Aim of the task: Omit the pictures and copy the entries exactly.

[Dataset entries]
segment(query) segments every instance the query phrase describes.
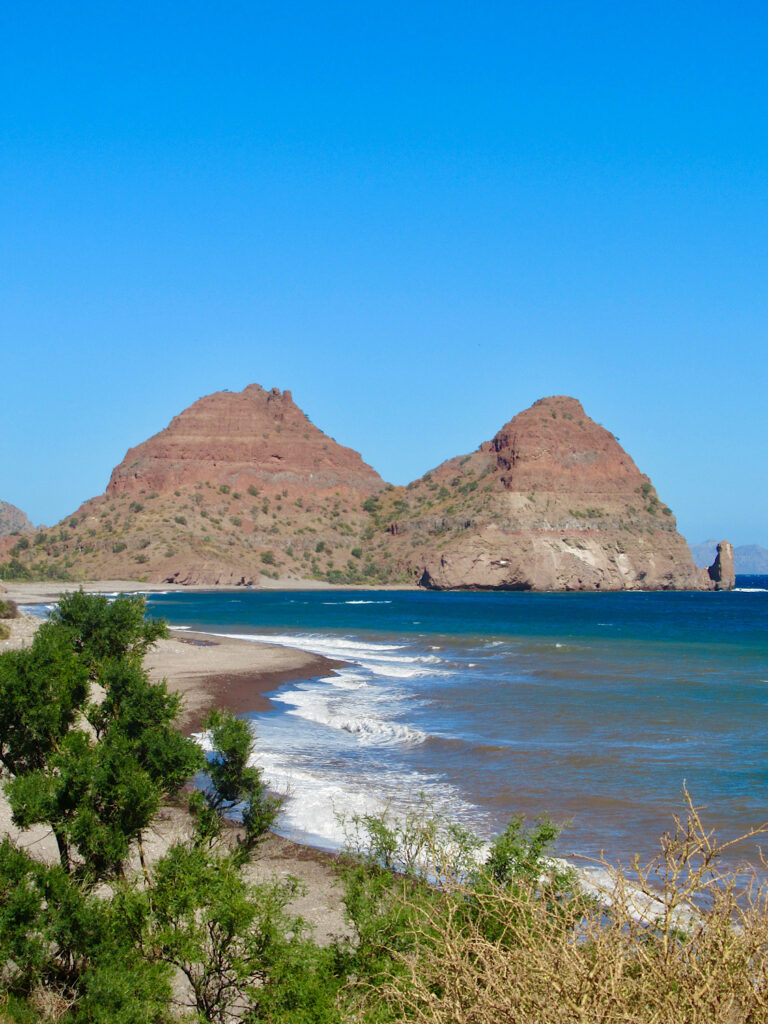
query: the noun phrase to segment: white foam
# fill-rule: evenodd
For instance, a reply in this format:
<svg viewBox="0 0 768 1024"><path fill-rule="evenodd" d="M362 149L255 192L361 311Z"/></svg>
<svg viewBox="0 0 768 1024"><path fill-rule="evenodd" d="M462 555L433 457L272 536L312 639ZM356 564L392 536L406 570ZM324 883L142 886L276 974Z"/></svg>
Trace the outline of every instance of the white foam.
<svg viewBox="0 0 768 1024"><path fill-rule="evenodd" d="M418 805L425 786L436 809L454 820L477 820L475 809L453 786L421 773L377 771L375 777L340 778L330 768L323 773L308 770L296 757L278 751L259 751L251 763L262 769L272 789L286 795L278 831L319 845L344 847L344 821L354 815L405 812Z"/></svg>
<svg viewBox="0 0 768 1024"><path fill-rule="evenodd" d="M365 666L375 676L384 676L389 679L417 679L419 676L429 675L429 669L419 668L416 665L400 665L397 662L387 661L368 662Z"/></svg>
<svg viewBox="0 0 768 1024"><path fill-rule="evenodd" d="M734 594L768 594L765 587L734 587Z"/></svg>
<svg viewBox="0 0 768 1024"><path fill-rule="evenodd" d="M372 714L369 707L347 709L333 694L314 689L293 689L272 698L289 705L287 714L297 715L317 725L349 733L368 745L389 746L393 743L423 743L426 734L399 722L386 721Z"/></svg>
<svg viewBox="0 0 768 1024"><path fill-rule="evenodd" d="M363 643L360 640L321 633L214 633L213 635L227 636L234 640L250 640L254 643L277 644L279 647L297 647L301 651L336 658L362 658L378 652L402 651L405 647L405 644Z"/></svg>

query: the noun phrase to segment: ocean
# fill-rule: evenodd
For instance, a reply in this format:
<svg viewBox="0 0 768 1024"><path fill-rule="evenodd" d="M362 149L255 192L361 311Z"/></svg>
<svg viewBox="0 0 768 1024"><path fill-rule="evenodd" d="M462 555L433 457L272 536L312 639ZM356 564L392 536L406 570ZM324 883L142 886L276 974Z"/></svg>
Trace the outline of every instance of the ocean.
<svg viewBox="0 0 768 1024"><path fill-rule="evenodd" d="M657 852L684 787L722 838L768 821L768 577L731 593L147 600L173 626L347 663L249 716L257 763L287 794L278 831L299 841L338 848L350 815L420 794L487 838L547 814L562 856L624 863Z"/></svg>

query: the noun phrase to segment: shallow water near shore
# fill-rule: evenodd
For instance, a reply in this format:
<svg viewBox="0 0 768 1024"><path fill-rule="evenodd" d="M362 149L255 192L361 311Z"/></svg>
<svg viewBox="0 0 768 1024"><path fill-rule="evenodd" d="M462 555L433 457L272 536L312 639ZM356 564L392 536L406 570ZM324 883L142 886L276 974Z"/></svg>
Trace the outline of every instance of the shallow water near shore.
<svg viewBox="0 0 768 1024"><path fill-rule="evenodd" d="M485 836L514 813L547 813L570 821L562 855L626 860L653 855L684 784L724 838L768 821L768 578L737 585L238 590L147 603L173 626L347 662L286 684L274 710L252 716L259 763L290 795L289 837L337 846L339 816L423 791Z"/></svg>

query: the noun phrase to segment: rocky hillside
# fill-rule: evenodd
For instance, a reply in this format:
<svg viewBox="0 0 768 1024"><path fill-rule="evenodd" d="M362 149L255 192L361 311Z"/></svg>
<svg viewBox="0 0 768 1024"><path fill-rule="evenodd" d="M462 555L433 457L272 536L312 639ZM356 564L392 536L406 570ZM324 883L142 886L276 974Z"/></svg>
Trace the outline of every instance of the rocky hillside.
<svg viewBox="0 0 768 1024"><path fill-rule="evenodd" d="M380 553L422 586L700 589L672 511L574 398L543 398L468 455L369 502Z"/></svg>
<svg viewBox="0 0 768 1024"><path fill-rule="evenodd" d="M20 508L7 501L0 501L0 537L11 533L29 533L34 526Z"/></svg>
<svg viewBox="0 0 768 1024"><path fill-rule="evenodd" d="M55 578L380 581L357 544L361 503L383 487L289 391L252 384L185 409L130 449L103 495L11 556Z"/></svg>
<svg viewBox="0 0 768 1024"><path fill-rule="evenodd" d="M132 448L106 492L53 530L0 541L13 563L0 575L706 589L729 585L729 549L716 584L648 477L573 398L542 399L477 451L393 487L290 392L252 384L201 398Z"/></svg>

Answer section:
segment(query) segments every instance the query phrase describes.
query: the noun phrase to segment: white foam
# fill-rule: evenodd
For instance, a reply in this format:
<svg viewBox="0 0 768 1024"><path fill-rule="evenodd" d="M362 149L255 192L361 311Z"/></svg>
<svg viewBox="0 0 768 1024"><path fill-rule="evenodd" d="M462 555L433 457L272 536L312 639ZM356 564L392 536L406 570ZM324 883L142 886L276 974Z"/></svg>
Trace the outline of every instance of the white foam.
<svg viewBox="0 0 768 1024"><path fill-rule="evenodd" d="M418 805L425 786L436 809L454 820L477 820L475 809L453 786L421 773L377 771L375 777L340 778L330 768L323 773L308 770L296 757L278 751L259 751L251 763L262 769L272 789L286 795L278 831L319 845L344 847L344 821L354 815L405 812Z"/></svg>
<svg viewBox="0 0 768 1024"><path fill-rule="evenodd" d="M365 666L375 676L384 676L389 679L417 679L419 676L429 675L429 669L419 668L416 665L400 665L397 662L387 661L368 662Z"/></svg>
<svg viewBox="0 0 768 1024"><path fill-rule="evenodd" d="M734 594L768 594L765 587L734 587Z"/></svg>
<svg viewBox="0 0 768 1024"><path fill-rule="evenodd" d="M372 714L369 707L347 709L333 694L314 689L293 689L272 698L289 705L287 714L297 715L317 725L349 733L368 745L389 746L393 743L423 743L426 734L399 722L386 721Z"/></svg>
<svg viewBox="0 0 768 1024"><path fill-rule="evenodd" d="M363 643L360 640L321 633L214 633L213 635L227 636L234 640L250 640L254 643L277 644L279 647L297 647L301 651L336 658L362 658L378 652L402 651L405 647L405 644Z"/></svg>

query: the noun phrase to segment: ocean
# fill-rule: evenodd
For instance, a reply in this format:
<svg viewBox="0 0 768 1024"><path fill-rule="evenodd" d="M362 149L255 192L361 311Z"/></svg>
<svg viewBox="0 0 768 1024"><path fill-rule="evenodd" d="M462 555L433 457L272 536L312 639ZM356 564L392 536L406 570ZM324 883L142 886L276 974Z"/></svg>
Trace the outline of every instance of the ocean.
<svg viewBox="0 0 768 1024"><path fill-rule="evenodd" d="M657 852L684 787L722 838L768 821L768 577L731 593L147 600L173 626L347 663L249 716L257 763L287 794L278 831L299 841L338 848L350 815L420 794L487 838L547 814L562 856L624 863Z"/></svg>

query: the noun phrase to segment: shallow water near shore
# fill-rule: evenodd
For instance, a reply in this format:
<svg viewBox="0 0 768 1024"><path fill-rule="evenodd" d="M362 149L255 192L361 311Z"/></svg>
<svg viewBox="0 0 768 1024"><path fill-rule="evenodd" d="M462 555L433 457L272 536L312 639ZM356 564L392 536L406 570ZM324 883L142 886L276 974Z"/></svg>
Trace the outline of every instance of the shallow water near shore.
<svg viewBox="0 0 768 1024"><path fill-rule="evenodd" d="M485 836L514 813L547 813L570 821L562 855L626 860L653 855L684 784L724 838L768 821L768 578L737 585L238 590L147 603L173 626L347 662L286 684L274 710L252 716L259 763L290 795L289 837L337 846L339 816L423 791Z"/></svg>

query: the noun phrase to segment: rocky hillside
# fill-rule: evenodd
For instance, a reply in this format:
<svg viewBox="0 0 768 1024"><path fill-rule="evenodd" d="M362 149L255 192L361 311Z"/></svg>
<svg viewBox="0 0 768 1024"><path fill-rule="evenodd" d="M462 555L433 457L272 536L312 639ZM356 564L392 536L406 570ZM324 883L142 886L276 974Z"/></svg>
Trace the outline of every instance of the rocky hillside.
<svg viewBox="0 0 768 1024"><path fill-rule="evenodd" d="M380 553L422 586L700 589L672 511L574 398L543 398L468 455L369 502Z"/></svg>
<svg viewBox="0 0 768 1024"><path fill-rule="evenodd" d="M20 508L7 501L0 501L0 537L11 533L29 533L34 526Z"/></svg>
<svg viewBox="0 0 768 1024"><path fill-rule="evenodd" d="M55 578L380 581L357 544L361 503L383 487L289 391L252 384L185 409L130 449L103 495L11 556Z"/></svg>
<svg viewBox="0 0 768 1024"><path fill-rule="evenodd" d="M132 448L106 492L53 530L0 541L13 563L0 575L706 589L729 585L729 549L716 584L648 477L573 398L542 399L477 451L393 487L290 392L252 384L201 398Z"/></svg>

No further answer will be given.